Collected data:
"""

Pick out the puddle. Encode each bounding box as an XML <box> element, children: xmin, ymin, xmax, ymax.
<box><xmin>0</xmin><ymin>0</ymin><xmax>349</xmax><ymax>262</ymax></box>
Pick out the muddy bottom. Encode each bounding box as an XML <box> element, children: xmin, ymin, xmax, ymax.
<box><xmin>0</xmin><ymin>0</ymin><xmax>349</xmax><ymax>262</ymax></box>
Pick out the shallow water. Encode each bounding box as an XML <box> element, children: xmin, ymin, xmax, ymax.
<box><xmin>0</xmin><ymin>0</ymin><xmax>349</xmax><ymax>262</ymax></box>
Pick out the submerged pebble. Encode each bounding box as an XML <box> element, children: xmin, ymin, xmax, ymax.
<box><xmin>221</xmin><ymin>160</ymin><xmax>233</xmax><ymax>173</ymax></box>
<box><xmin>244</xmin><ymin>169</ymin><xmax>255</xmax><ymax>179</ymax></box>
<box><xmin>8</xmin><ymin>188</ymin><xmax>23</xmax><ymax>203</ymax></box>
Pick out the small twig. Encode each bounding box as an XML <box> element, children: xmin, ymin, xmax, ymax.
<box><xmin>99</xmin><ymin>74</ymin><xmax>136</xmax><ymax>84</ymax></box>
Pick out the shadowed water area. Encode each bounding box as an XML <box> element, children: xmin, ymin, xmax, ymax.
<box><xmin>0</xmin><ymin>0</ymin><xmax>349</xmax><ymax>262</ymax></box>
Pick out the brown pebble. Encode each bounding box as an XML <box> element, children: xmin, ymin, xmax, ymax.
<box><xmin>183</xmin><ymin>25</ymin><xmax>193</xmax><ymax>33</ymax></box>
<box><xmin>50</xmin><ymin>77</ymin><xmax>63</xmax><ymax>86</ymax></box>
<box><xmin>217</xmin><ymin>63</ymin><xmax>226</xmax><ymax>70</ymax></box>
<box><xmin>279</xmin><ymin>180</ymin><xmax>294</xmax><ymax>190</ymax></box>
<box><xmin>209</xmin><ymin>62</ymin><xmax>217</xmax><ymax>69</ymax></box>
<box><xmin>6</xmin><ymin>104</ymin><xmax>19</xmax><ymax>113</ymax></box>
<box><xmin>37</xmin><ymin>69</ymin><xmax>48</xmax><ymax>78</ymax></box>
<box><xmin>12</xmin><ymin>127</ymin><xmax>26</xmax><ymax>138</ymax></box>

"""

:: Work request ::
What you need to do is retype all the entries exactly as written.

:: Response box ::
Pick out the puddle. Encode each bounding box as an XML <box> element, children: xmin, ymin, xmax, ymax.
<box><xmin>0</xmin><ymin>0</ymin><xmax>349</xmax><ymax>262</ymax></box>
Pick out the muddy bottom. Encode each bounding box as an XML <box> element, children: xmin, ymin, xmax, ymax.
<box><xmin>0</xmin><ymin>0</ymin><xmax>349</xmax><ymax>262</ymax></box>
Pick out the shallow water. Encode each bounding box as an XML <box> element, children: xmin, ymin, xmax, ymax.
<box><xmin>0</xmin><ymin>0</ymin><xmax>349</xmax><ymax>262</ymax></box>
Pick out the submerged pebble. Encode each bounding box as an XML <box> element, children: xmin, ymin, xmax, ymax.
<box><xmin>221</xmin><ymin>160</ymin><xmax>233</xmax><ymax>173</ymax></box>
<box><xmin>244</xmin><ymin>169</ymin><xmax>255</xmax><ymax>179</ymax></box>
<box><xmin>8</xmin><ymin>188</ymin><xmax>23</xmax><ymax>203</ymax></box>
Pick out the small twig. Encode each bounding box as an XML <box> element, children: xmin, ymin, xmax, ymax.
<box><xmin>99</xmin><ymin>74</ymin><xmax>136</xmax><ymax>84</ymax></box>
Pick out the shadowed water area. Encode each bounding box as an XML <box> element, children: xmin, ymin, xmax, ymax.
<box><xmin>0</xmin><ymin>0</ymin><xmax>349</xmax><ymax>262</ymax></box>
Pick out the brown pebble. Encode each bounding box as an XML <box> element, children: xmin, ymin, xmax, ymax.
<box><xmin>183</xmin><ymin>25</ymin><xmax>193</xmax><ymax>33</ymax></box>
<box><xmin>50</xmin><ymin>77</ymin><xmax>63</xmax><ymax>86</ymax></box>
<box><xmin>217</xmin><ymin>63</ymin><xmax>226</xmax><ymax>70</ymax></box>
<box><xmin>279</xmin><ymin>180</ymin><xmax>294</xmax><ymax>190</ymax></box>
<box><xmin>209</xmin><ymin>62</ymin><xmax>217</xmax><ymax>69</ymax></box>
<box><xmin>6</xmin><ymin>104</ymin><xmax>19</xmax><ymax>113</ymax></box>
<box><xmin>37</xmin><ymin>69</ymin><xmax>48</xmax><ymax>78</ymax></box>
<box><xmin>12</xmin><ymin>127</ymin><xmax>26</xmax><ymax>138</ymax></box>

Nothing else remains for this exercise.